_TASK GOAL_
Please copy the listing word for word, beginning at the line that contains "# point at: soccer" and continuing through the final line of the listing.
═══ THE DATA
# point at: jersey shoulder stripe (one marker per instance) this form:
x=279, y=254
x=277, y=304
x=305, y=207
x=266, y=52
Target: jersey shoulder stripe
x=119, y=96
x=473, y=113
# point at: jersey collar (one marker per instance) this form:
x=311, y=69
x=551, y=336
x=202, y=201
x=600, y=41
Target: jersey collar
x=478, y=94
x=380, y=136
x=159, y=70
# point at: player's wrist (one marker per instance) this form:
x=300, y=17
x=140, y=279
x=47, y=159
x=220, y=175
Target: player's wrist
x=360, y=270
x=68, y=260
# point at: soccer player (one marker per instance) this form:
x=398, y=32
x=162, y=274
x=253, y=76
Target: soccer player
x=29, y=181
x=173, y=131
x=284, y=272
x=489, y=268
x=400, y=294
══════
_EXERCISE SOLUTION_
# point at: soccer player (one marker per instance) this form:
x=398, y=32
x=162, y=274
x=253, y=76
Target: soccer player
x=29, y=181
x=173, y=131
x=284, y=272
x=489, y=268
x=400, y=294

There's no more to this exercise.